課題 A:
判決を伝える文章のうち、「そして午後1時40分すぎ。青」で始まり「裁判長から死刑を言い渡された後、青葉被告はうつむきながら退廷しました。」までの部分を、一字も変えずに書き出してください。
課題 B:
判決を伝える文章は途中で終わっています。最後の文に続けて書き進めてください。

学習用文章:
◇ ◇ ◇ ◇

そして午後1時40分すぎ。青葉被告に京都地方裁判所は死刑を言い渡しました。死刑が言い渡されたとき、青葉被告はうつむいたまま聞いていました。

遺族などが座る傍聴席では、下を向いたまま主文を聞いている人がいたほか、目を押さえている人の姿も見られました。

裁判長から死刑を言い渡された後、青葉被告はうつむきながら退廷しました。

遺族「判決を受け入れてほしい」

石田奈央美さん

京都アニメーションで色彩設計を担当していたアニメーターの石田奈央美さん(当時49)の母親は、判決の内容を自宅でニュースを見て確認したということです。母親は「この日まで本当に長かったです。裁判官や裁判員がわたしたち遺族の気持ちをくみ取ってくれた判決なのではないかと思っています」と話しました。

◇ ◇ ◇ ◇

記録データ:
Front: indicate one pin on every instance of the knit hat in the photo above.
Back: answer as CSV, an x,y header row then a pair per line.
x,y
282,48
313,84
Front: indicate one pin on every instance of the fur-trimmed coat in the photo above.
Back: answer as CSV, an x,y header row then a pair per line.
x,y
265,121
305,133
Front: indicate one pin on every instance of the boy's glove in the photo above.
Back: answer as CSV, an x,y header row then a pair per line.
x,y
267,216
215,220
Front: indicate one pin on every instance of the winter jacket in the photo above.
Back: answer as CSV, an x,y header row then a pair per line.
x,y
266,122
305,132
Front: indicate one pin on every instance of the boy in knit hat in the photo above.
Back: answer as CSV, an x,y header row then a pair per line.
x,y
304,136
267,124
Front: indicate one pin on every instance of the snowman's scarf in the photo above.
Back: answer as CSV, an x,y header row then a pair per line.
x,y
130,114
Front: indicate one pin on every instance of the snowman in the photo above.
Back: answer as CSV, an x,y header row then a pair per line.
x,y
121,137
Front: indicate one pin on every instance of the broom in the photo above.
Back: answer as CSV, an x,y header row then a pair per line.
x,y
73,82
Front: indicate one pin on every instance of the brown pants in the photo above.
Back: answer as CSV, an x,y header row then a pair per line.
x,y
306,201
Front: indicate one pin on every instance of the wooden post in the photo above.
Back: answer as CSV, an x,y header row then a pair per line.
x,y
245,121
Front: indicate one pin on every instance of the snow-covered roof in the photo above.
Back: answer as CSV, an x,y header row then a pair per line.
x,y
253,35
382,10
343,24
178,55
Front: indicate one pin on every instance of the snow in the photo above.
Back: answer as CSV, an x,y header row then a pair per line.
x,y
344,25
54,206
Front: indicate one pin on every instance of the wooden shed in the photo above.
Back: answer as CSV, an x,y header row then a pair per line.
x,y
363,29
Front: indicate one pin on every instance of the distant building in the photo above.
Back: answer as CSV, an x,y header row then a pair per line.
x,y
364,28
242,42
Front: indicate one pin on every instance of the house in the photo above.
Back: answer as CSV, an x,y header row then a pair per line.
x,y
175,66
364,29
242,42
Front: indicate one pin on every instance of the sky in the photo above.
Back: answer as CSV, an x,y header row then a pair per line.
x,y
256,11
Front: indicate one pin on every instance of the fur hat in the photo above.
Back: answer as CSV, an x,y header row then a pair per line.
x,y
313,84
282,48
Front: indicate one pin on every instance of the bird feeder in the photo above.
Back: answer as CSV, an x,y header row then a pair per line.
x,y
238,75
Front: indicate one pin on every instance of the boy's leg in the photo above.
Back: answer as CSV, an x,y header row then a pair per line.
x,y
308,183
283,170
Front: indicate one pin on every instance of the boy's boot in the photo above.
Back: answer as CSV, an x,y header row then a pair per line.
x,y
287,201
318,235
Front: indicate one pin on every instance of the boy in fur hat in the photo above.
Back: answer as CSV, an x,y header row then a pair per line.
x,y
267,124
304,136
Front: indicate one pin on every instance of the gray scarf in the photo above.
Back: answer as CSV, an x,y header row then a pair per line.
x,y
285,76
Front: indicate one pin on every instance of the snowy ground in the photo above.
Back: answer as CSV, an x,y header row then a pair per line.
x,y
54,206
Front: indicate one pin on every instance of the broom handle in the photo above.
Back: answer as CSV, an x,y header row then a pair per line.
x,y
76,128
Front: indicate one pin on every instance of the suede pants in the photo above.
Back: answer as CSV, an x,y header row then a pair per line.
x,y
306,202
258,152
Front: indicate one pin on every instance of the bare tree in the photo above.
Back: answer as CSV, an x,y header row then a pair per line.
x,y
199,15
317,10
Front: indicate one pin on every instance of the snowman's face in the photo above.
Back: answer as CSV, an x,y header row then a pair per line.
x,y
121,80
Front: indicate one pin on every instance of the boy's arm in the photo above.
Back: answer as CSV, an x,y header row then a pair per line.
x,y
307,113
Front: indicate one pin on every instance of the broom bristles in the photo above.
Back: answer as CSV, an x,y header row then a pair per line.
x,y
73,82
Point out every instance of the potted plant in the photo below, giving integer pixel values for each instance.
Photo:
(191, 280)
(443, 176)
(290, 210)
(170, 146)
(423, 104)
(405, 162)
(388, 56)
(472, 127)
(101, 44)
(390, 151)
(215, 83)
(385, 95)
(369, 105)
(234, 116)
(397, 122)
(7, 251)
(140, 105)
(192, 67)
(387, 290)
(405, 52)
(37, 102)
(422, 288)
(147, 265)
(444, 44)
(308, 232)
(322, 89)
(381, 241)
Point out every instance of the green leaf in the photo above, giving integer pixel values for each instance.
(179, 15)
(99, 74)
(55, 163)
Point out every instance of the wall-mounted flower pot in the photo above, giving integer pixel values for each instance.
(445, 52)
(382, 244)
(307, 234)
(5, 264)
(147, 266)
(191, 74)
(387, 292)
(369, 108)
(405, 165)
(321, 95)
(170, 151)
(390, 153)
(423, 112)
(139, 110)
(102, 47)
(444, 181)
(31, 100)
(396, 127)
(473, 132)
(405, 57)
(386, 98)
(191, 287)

◇ ◇ ◇ ◇

解答 A:
そして午後1時40分すぎ。青葉被告に京都地方裁判所は死刑を言い渡しました。死刑が言い渡されたとき、青葉被告はうつむいたまま聞いていました。

遺族などが座る傍聴席では、下を向いたまま主文を聞いている人がいたほか、目を押さえている人の姿も見られました。

裁判長から死刑を言い渡された後、青葉被告はうつむきながら退廷しました。

解答 B:
そのうえで「この裁判のあいだ被告からは反省の色がみられず、きょうの判決を受けても自分のしたことを重く受け止められるとは思えません。極刑であっても、娘は帰ってこないことを思うとむなしい気持ちに変わりはありません。青葉被告には、控訴はせず、今回の判決を受け入れてほしいと思います」と話していました。
奈央美さんの父親は、傍聴を希望しながら裁判が始まる直前に病気で亡くなっていて、母親は、「2人には仏壇にごはんをあげるときに判決について報告しようと思います」と話していました。

遺族「これからの自分の支えに」

事件で家族を亡くした別の遺族は、今回の判決を傍聴し「この事件で苦しんだ人たちが『忘れないでほしい』と思っているのかなと事件当時をあらためて思い出しました。裁判長はきょうの判決で遺族の心情や裁判を通じて私たちが感じた不条理さを理解したすごく丁寧な言葉をかけてくれました。残酷な事実が多かったですが、知ることができてよかったです。これからの自分の支えになるのではないかと思います」と話していました。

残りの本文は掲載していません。